• [Raw data]:
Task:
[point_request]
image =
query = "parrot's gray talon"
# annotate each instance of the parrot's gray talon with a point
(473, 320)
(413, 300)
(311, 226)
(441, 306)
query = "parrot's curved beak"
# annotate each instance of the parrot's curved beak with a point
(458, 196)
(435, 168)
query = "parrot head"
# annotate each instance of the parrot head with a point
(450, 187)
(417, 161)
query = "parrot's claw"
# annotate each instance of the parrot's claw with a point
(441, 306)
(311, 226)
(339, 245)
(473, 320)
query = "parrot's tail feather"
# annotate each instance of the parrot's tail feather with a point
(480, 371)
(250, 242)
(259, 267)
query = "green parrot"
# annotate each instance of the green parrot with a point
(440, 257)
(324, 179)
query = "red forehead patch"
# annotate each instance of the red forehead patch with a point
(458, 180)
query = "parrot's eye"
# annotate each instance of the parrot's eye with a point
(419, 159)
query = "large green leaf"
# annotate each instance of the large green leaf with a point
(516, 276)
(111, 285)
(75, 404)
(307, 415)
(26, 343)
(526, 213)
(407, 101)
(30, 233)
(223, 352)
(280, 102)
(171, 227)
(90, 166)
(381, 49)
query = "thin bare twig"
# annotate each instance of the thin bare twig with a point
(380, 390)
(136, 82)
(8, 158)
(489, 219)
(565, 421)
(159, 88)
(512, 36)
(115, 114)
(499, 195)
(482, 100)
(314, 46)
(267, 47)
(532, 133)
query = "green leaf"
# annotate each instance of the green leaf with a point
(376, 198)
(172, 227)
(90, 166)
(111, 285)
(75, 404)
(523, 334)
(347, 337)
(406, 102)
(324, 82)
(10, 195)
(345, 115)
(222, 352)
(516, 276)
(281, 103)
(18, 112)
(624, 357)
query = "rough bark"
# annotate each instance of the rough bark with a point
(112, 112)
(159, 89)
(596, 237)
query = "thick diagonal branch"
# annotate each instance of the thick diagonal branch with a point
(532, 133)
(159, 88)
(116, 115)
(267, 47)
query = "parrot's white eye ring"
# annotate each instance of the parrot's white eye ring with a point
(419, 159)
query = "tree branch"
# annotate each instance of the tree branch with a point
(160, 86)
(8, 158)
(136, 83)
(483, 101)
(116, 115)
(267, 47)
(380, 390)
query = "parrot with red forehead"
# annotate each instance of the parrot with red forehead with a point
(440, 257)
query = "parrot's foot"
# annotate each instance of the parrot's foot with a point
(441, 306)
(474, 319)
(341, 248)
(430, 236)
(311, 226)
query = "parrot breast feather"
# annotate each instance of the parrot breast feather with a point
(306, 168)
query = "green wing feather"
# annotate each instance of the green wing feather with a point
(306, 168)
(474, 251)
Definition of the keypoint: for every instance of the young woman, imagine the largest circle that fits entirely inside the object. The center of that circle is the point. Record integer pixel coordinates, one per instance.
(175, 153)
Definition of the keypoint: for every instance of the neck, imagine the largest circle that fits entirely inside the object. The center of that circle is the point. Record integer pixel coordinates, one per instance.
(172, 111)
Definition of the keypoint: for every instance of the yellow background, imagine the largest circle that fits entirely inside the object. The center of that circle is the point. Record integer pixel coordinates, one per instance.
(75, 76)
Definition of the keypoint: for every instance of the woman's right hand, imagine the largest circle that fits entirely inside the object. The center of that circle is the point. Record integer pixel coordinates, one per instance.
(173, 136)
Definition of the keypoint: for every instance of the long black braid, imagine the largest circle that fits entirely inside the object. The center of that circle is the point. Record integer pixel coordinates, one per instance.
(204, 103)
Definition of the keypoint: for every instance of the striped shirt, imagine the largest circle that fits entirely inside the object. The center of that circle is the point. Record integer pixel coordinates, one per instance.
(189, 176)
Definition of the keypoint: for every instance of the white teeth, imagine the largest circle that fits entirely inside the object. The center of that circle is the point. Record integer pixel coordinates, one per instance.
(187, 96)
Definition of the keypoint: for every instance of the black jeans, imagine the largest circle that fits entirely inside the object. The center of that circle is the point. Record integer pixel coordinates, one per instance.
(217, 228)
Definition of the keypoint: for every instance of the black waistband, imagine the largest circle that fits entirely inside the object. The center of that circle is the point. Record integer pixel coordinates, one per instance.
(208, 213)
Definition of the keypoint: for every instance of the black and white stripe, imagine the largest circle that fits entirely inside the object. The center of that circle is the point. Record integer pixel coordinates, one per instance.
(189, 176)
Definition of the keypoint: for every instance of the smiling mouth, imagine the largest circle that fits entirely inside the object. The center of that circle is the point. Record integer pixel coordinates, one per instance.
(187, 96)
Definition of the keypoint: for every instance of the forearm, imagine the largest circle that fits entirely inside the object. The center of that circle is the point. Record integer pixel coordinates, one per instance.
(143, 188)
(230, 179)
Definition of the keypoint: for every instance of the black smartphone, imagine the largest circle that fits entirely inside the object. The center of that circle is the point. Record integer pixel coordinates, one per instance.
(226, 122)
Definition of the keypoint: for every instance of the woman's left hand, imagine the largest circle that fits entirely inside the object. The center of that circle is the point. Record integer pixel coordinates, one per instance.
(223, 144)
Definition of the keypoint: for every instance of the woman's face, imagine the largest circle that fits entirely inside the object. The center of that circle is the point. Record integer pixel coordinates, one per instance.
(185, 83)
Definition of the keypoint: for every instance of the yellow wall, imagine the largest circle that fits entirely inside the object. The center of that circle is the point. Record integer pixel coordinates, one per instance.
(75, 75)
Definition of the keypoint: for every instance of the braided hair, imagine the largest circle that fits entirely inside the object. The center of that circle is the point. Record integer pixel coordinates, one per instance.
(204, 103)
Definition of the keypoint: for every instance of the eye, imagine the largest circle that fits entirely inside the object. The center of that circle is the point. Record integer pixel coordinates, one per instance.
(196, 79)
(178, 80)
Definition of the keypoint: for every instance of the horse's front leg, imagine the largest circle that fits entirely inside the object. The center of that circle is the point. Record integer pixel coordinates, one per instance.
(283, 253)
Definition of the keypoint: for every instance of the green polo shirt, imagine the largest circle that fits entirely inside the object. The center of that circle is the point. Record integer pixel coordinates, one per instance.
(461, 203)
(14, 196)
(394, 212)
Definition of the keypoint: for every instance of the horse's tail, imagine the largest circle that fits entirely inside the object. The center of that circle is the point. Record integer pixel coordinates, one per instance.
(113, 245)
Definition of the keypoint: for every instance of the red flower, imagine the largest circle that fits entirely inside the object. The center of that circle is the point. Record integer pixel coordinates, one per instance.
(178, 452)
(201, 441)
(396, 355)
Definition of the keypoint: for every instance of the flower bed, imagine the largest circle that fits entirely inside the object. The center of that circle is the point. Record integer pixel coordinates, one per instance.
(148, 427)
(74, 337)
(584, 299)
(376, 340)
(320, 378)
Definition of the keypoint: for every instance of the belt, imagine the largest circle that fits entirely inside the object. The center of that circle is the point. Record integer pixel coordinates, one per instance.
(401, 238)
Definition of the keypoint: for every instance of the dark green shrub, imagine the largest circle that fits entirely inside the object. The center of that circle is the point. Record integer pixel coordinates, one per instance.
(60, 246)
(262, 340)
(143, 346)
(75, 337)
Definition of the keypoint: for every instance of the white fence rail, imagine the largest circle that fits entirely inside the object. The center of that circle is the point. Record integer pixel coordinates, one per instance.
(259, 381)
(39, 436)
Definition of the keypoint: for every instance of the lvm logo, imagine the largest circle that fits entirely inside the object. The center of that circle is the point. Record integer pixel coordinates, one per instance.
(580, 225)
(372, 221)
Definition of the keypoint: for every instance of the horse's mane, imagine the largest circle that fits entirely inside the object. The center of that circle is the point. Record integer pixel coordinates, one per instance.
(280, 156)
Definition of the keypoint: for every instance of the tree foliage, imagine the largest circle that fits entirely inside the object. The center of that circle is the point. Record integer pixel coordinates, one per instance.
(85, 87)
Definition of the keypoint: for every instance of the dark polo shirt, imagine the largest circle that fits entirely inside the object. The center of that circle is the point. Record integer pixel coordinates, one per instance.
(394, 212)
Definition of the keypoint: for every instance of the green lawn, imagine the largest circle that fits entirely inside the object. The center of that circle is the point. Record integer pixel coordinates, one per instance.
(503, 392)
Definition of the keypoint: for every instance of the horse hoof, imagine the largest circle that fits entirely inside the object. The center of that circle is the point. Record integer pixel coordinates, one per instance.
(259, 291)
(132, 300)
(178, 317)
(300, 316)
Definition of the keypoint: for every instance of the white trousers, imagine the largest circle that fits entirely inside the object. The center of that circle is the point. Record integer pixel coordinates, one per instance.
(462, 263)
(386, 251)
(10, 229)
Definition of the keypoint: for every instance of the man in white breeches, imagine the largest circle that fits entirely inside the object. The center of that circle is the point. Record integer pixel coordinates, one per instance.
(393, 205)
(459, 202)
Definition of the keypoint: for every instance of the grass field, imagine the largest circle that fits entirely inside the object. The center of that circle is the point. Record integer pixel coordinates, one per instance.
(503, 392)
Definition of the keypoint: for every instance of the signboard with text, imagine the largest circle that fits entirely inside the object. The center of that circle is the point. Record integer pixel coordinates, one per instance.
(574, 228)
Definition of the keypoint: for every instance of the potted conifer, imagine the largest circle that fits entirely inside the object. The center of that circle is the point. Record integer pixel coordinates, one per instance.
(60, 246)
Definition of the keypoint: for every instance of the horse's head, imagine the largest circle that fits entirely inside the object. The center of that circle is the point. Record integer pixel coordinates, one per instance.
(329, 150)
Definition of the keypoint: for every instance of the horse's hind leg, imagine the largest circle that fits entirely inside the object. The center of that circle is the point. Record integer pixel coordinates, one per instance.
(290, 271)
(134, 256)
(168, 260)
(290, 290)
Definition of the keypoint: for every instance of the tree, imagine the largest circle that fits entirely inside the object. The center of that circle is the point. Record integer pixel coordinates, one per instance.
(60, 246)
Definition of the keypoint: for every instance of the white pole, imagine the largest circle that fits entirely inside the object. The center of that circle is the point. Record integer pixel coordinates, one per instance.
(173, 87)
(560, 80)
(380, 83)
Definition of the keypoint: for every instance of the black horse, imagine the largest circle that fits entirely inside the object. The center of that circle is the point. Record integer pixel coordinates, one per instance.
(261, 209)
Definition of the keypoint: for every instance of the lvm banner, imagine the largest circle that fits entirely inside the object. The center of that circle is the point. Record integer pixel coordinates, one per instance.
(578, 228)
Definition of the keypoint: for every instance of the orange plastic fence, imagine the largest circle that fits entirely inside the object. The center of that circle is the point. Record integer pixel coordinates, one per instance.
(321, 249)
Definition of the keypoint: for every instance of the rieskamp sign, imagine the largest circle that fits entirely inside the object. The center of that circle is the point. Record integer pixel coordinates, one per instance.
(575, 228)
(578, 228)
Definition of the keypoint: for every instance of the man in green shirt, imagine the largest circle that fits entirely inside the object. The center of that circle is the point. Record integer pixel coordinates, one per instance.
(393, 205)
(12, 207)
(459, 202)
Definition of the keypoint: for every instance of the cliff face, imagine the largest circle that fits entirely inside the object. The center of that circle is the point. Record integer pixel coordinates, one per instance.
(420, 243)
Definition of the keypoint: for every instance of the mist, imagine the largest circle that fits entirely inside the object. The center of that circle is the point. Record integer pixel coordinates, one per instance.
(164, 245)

• [Goal]: Starting at the line with "the tree, imagine", copy every line up to and including the last one in the entries above.

• [Complete output]:
Definition of the keypoint: for every instance of the tree, imagine the largest circle that fits entirely inside the object. The center of that circle is the point. Record integer pixel coordinates, one per instance.
(60, 246)
Definition of the keypoint: for every instance of the white pole, imagine the largest circle that fits entirely inside the object. The center of that circle is the point. Record integer pixel coordinates, one per instance.
(173, 87)
(560, 80)
(380, 83)
Definition of the keypoint: for every instance of the black horse, imagine the largest circle that fits entirely inside the object. The center of that circle is the point. Record integer pixel coordinates, one per instance.
(261, 209)
Definition of the keypoint: for every instance of the lvm banner, imagine the largest circle that fits entirely inside the object. The center of that circle is the point. Record integer pixel coordinates, one per instance.
(578, 228)
Definition of the keypoint: for every instance of the orange plastic fence, imagine the largest circle that fits entirely inside the object. The center of that circle is the point. Record integer pixel coordinates, one per instance.
(321, 249)
Definition of the keypoint: for every instance of the rieskamp sign, imagine the largest circle that fits entirely inside the object. The center of that circle is the point. Record integer pixel coordinates, one per instance.
(575, 228)
(578, 228)
Definition of the keypoint: for every instance of the man in green shirt, imagine the largest circle that fits entirely inside the object. The center of that circle is the point. Record integer pixel coordinates, one per instance.
(393, 205)
(12, 207)
(459, 202)
Definition of the keypoint: for every instance of the cliff face, imagine the largest circle that fits entirely inside the object. The center of that circle is the point. Record integer pixel coordinates, one per instance.
(420, 243)
Definition of the keypoint: for every instance of the mist, imagine the largest circle that fits entirely inside the object. The center of that circle is the point. Record integer pixel coordinates, one per instance.
(164, 245)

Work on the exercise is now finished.